• _GIVEN TEXT_:
[BEGIN]

Training Metrics & Monitoring

Surogate provides comprehensive training metrics that can be logged to file (JSON), stdout, and external backends like Weights & Biases (wandb) or Aim.

Metrics Overview

Category	Metrics	Description
Training	loss, norm, lr, epoch, tps	Core training progress
Evaluation	loss, tps	Validation performance
GPU	power, temperature, utilization, memory, PCIe	Hardware monitoring
MoE	aux_loss, z_loss, utilization, imbalance	Router health (MoE models only)
Performance	SOL, FLOPs	Speed-of-Light estimates
Memory	allocations by segment	Memory usage breakdown

Training Metrics

Logged every training step via log_step():

Metric	Type	Description
`loss`	float	Cross-entropy loss for the current step
`norm`	float	Gradient norm (L2) after clipping
`lr`	float	Current learning rate
`epoch`	float	Fractional epoch progress (e.g., 1.25 = 25% through epoch 2)
`step_tokens`	int	Number of tokens processed this step
`duration_ms`	int	Step duration in milliseconds
`tokens_per_second`	float	Throughput (computed: `step_tokens / duration_ms * 1000`)

[END]

• _RECORDS FOR THE TASK_:

[BEGIN]

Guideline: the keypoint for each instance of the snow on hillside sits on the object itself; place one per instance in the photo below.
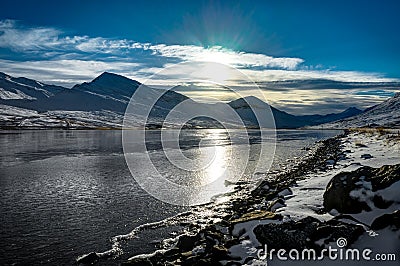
(386, 114)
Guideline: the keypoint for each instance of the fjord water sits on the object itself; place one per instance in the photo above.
(66, 193)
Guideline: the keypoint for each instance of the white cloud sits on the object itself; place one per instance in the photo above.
(56, 58)
(50, 40)
(65, 72)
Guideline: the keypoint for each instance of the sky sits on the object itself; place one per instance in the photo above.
(69, 42)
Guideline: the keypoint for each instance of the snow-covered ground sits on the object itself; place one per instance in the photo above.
(307, 196)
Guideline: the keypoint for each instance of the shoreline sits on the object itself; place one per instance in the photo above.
(221, 241)
(242, 199)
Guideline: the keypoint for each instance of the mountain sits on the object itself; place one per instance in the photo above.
(25, 89)
(385, 114)
(102, 103)
(320, 119)
(244, 107)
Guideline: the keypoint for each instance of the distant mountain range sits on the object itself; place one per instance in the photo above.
(385, 114)
(26, 103)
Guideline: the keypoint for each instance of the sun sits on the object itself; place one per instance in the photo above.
(216, 72)
(217, 54)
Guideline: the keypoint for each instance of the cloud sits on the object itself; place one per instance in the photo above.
(48, 41)
(53, 56)
(65, 72)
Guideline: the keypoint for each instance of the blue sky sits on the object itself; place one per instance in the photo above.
(67, 42)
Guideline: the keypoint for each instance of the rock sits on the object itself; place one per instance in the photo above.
(386, 220)
(289, 235)
(341, 191)
(219, 251)
(306, 233)
(88, 259)
(186, 242)
(330, 162)
(333, 230)
(139, 262)
(256, 215)
(366, 156)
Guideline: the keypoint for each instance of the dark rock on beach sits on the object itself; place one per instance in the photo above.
(391, 220)
(366, 180)
(306, 233)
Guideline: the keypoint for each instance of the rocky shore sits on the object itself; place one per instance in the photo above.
(349, 192)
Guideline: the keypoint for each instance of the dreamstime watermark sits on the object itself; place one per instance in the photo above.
(154, 128)
(339, 253)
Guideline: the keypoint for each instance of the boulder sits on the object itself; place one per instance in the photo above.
(306, 233)
(387, 220)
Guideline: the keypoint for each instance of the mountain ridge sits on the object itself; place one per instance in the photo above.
(111, 92)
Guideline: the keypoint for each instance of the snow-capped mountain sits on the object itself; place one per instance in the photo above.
(385, 114)
(102, 103)
(283, 119)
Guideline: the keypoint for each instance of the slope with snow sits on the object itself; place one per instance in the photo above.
(385, 114)
(110, 94)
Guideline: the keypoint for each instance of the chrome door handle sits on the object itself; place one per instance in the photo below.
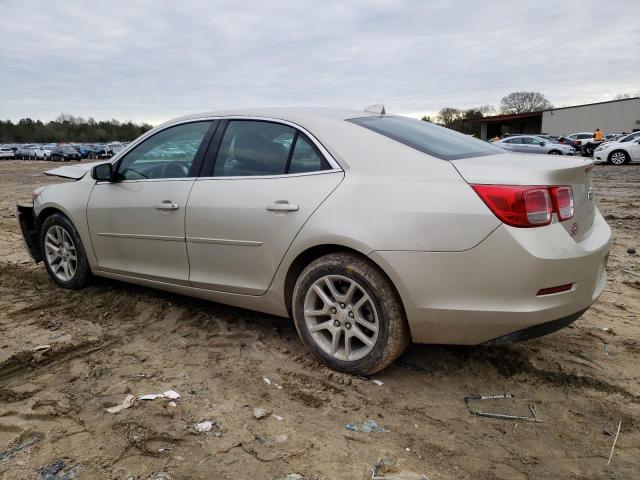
(167, 205)
(283, 206)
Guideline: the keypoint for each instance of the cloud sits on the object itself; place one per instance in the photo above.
(151, 60)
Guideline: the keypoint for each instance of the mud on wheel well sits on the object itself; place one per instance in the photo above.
(308, 256)
(44, 214)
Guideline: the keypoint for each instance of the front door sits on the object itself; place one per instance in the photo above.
(137, 221)
(267, 181)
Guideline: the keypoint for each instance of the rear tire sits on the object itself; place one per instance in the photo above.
(348, 314)
(618, 157)
(63, 253)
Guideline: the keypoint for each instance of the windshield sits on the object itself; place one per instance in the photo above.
(428, 138)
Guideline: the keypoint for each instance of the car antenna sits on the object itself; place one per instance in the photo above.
(377, 108)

[END]

• _WORK INSTRUCTIONS_:
• A. Render this sentence from the training metrics page into Spanish: "Surogate provides comprehensive training metrics that can be logged to file (JSON), stdout, and external backends like Weights & Biases (wandb) or Aim."
• B. Find every line of the records that contains the word "door", and copy each one out. Case counts.

• _EXPECTED ANSWERS_:
• A. Surogate ofrece métricas de entrenamiento completas que pueden registrarse en un archivo (JSON), en stdout y en backends externos como Weights & Biases (wandb) o Aim.

• B.
Guideline: the keypoint for each instance of the chrome door handle sits on the object itself; place one per instance in the photo below.
Guideline: the keypoint for each instance of the front door sits on the object itself; place one per instance in the photo above.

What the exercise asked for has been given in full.